Skip to content

HuggingChat MoM (Mixture-of-Models) Integration Proposal 🤗 #1947

@Xunzhuo

Description

@Xunzhuo

HuggingChat MoM (Mixture-of-Models) Integration Proposal 🤗

Status: Proposal
Date: 2025-10-19
Version: 1.0
Authors: vLLM-SR Team


Executive Summary

This proposal outlines the integration of vLLM Semantic Router into HuggingChat as a new MoM (Mixture-of-Models) routing option. The integration will enable advanced intelligent routing capabilities including semantic caching, PII detection, and chain-of-thought (CoT) transparency, while maintaining full backward compatibility with the existing Omni (Arch router) implementation.


1. Motivation

Current State

  • HuggingChat currently supports Omni routing via the Arch router (src/lib/server/router/arch.ts)

• **Information provided**:
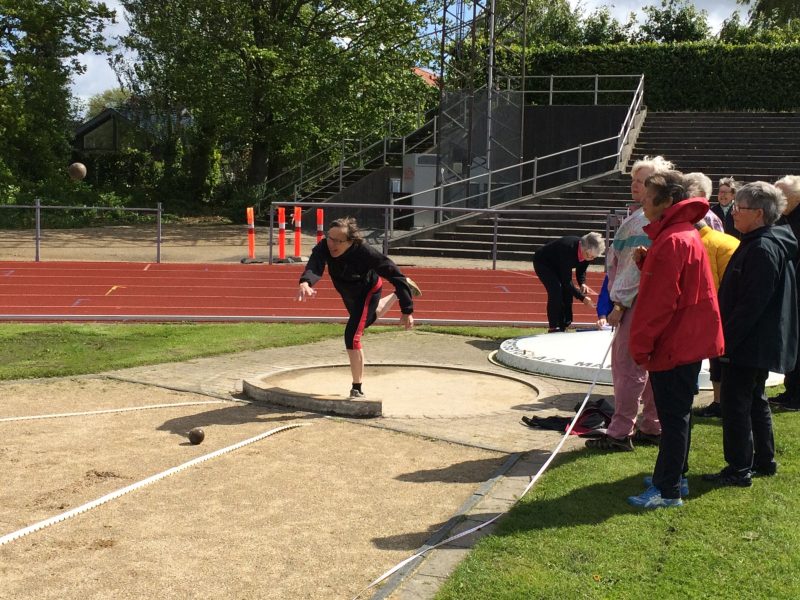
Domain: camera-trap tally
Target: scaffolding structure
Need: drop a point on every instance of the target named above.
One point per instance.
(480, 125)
...
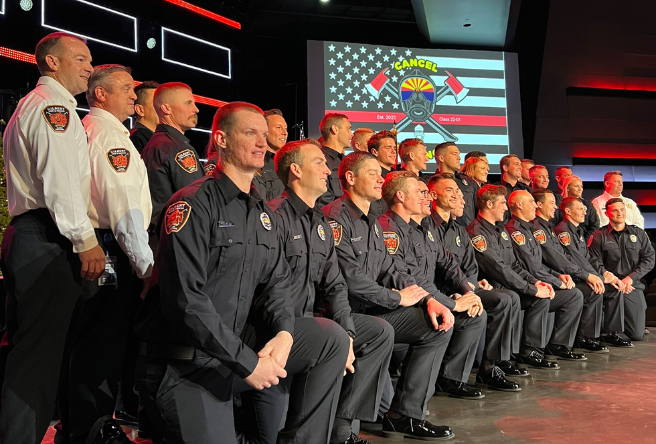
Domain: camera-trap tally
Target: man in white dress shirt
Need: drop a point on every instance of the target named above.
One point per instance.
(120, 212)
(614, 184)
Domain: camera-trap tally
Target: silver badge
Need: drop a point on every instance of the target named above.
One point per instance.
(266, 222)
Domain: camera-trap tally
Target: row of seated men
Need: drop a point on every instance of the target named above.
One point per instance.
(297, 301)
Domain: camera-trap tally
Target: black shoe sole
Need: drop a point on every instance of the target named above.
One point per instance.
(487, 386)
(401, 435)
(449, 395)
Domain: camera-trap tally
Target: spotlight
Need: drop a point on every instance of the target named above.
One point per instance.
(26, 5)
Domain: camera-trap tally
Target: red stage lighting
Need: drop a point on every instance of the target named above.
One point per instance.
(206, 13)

• **Exercise description**: Please copy out everything from "This proposal outlines" down to "(Arch router) implementation." in the MoM integration proposal.

• **Solution for this task**:
This proposal outlines the integration of vLLM Semantic Router into HuggingChat as a new MoM (Mixture-of-Models) routing option. The integration will enable advanced intelligent routing capabilities including semantic caching, PII detection, and chain-of-thought (CoT) transparency, while maintaining full backward compatibility with the existing Omni (Arch router) implementation.